■ Given exercise A:
Answer these from the season review, one line each:
(i) Which club did Sheffield United edge out for the second automatic Championship promotion spot?
(ii) What award did Wilder win ahead of Pep Guardiola?
(iii) From which league had Sheffield United been promoted before their Championship stint?

■ Text to read:
— START —
The Season Just Gone
Chris Wilder’s Sheffield United pipped Marcelo Bielsa’s Leeds United to the second automatic Championship promotion spot after a marathon slog, which secured Wilder the LMA Manager of the Year gong ahead of Manchester City’s treble-winning Pep Guardiola.
It was surprising enough that Wilder managed to get Sheffield United promoted in what was his side’s second season in the Championship after promotion from League One, but it was how he did it that most caught the eye, Wilder having pioneered a system which had the famously encyclopedic Bielsa impressed, with the Argentine on record as saying he’d never seen any team attack the way Wilder’s does, with his centre-backs flying down the flanks at will and crossing into the box like wingers.
— END —
■ Given exercise B: Rescale the rows from the line containing "Question. Place a dot on every instance of the man's" through the line containing "Question. Place a dot on every instance of the pile", both ends included. Write out that part again, requests and all, with every answer coordinate multiplied by 0.85 and rounded to a whole number, halves up. Return only those lines.

■ Entries supplied:
— START —
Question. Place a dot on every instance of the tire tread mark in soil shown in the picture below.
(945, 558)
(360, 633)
— END —
— START —
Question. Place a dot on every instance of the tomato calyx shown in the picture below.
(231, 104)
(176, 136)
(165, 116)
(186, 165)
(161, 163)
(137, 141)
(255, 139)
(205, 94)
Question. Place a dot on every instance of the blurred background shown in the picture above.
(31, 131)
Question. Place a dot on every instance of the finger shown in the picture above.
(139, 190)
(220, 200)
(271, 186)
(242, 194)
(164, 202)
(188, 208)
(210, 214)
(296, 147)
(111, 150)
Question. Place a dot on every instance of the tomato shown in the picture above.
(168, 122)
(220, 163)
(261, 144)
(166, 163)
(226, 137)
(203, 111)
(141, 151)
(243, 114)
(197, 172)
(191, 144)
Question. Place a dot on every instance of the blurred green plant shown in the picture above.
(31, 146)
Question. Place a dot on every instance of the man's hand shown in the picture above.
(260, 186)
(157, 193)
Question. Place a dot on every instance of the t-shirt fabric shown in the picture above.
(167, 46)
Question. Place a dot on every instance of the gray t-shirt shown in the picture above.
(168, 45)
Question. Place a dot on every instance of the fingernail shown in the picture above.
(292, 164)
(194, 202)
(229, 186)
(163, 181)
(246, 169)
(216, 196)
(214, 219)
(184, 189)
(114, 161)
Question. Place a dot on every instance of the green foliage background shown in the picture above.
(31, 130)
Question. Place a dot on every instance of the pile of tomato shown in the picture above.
— END —
— START —
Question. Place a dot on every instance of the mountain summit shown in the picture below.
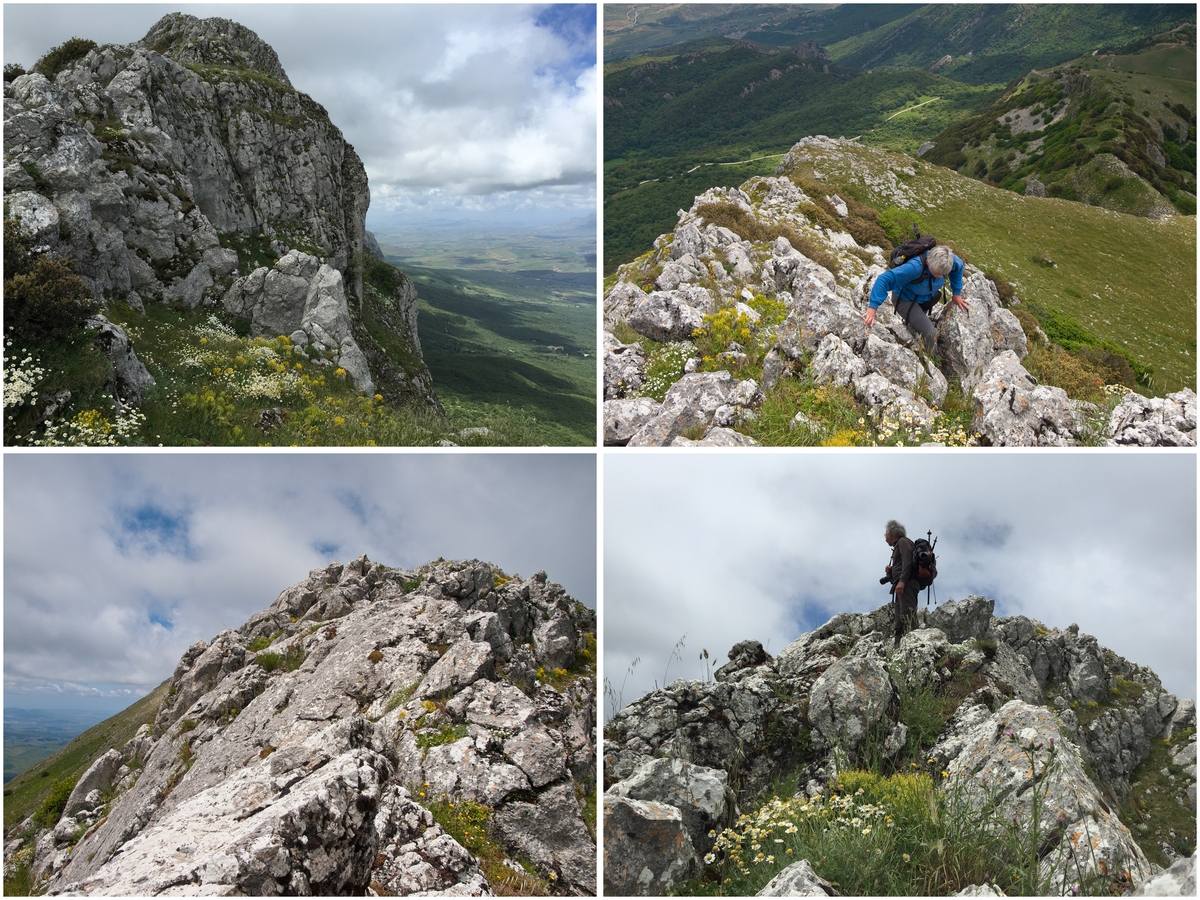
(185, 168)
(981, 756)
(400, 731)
— END —
■ Exercise solution A:
(i) Leeds United
(ii) LMA Manager of the Year
(iii) League One

■ Exercise solution B:
Question. Place a dot on every instance of the man's hand shown in the picture above.
(221, 158)
(133, 164)
Question. Place a dot on every instance of the t-shirt fabric shown in the picture above.
(142, 39)
Question. Place a dot on every instance of the gray t-shirt shown in the picture above.
(143, 38)
Question. Place a dot on every instance of the fingernail shown in the picture above.
(248, 139)
(165, 172)
(195, 158)
(139, 154)
(209, 144)
(184, 167)
(182, 186)
(156, 161)
(97, 137)
Question. Place a dot on every instance of the green foliage background shown in the picture above.
(26, 111)
Question. Place a dot on every instance of the pile of tomato shown in the picture above.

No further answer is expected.